*Set task*. Could you repeat the listing below, starting at the line that contains "Could you point at the curved" and ending at the end of the listing, with "instance" swapped for "occurrence" and everything else unchanged? Please leave the pictures out.

----------------------------------------

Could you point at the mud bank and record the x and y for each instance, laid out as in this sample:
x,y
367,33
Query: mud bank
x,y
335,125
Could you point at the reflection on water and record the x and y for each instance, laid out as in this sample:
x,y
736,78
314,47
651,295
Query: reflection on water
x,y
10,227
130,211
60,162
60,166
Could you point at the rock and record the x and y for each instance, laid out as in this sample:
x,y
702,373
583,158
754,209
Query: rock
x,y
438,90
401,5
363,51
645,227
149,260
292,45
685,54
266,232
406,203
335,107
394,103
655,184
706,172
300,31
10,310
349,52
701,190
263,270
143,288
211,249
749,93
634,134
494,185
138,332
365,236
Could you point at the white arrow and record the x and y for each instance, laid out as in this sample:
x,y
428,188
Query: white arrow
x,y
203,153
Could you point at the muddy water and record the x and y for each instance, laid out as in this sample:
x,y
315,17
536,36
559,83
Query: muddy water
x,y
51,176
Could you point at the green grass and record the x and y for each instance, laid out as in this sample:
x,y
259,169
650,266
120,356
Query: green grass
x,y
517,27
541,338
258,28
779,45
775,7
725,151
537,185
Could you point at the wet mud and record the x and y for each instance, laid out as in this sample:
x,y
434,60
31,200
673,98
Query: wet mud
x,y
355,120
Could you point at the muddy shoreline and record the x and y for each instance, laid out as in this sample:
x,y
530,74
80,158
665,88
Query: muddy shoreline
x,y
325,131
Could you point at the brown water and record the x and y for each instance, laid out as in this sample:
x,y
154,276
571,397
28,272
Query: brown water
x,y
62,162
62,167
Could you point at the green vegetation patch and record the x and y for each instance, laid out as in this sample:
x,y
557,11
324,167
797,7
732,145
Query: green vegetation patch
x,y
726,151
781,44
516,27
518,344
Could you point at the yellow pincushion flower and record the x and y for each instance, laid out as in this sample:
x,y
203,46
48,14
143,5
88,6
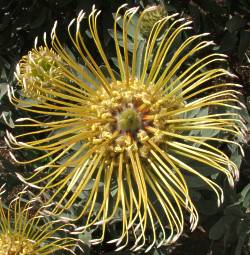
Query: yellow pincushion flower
x,y
23,230
127,134
37,70
155,14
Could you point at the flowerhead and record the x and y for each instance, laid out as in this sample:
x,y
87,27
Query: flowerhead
x,y
128,133
35,70
24,231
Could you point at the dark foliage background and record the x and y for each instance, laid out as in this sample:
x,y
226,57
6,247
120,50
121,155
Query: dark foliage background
x,y
222,231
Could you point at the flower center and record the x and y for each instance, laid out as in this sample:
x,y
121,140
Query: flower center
x,y
128,117
15,245
129,120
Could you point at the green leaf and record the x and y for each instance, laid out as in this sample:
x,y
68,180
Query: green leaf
x,y
235,23
216,232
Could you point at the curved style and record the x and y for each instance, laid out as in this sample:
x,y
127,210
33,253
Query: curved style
x,y
128,132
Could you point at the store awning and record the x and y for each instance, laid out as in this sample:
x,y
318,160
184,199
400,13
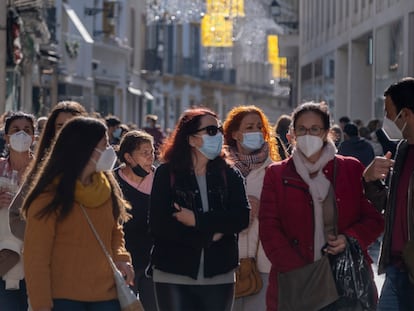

----------------------------------------

*Solution to this exercise*.
Could you point at the curved style and record the x and y for each occurrence, laid out as in this sample:
x,y
127,210
33,253
Query: curved style
x,y
128,132
Could you point at the store awning and record the x and y for each occurrence, laid out as in this sample:
x,y
318,160
184,199
400,13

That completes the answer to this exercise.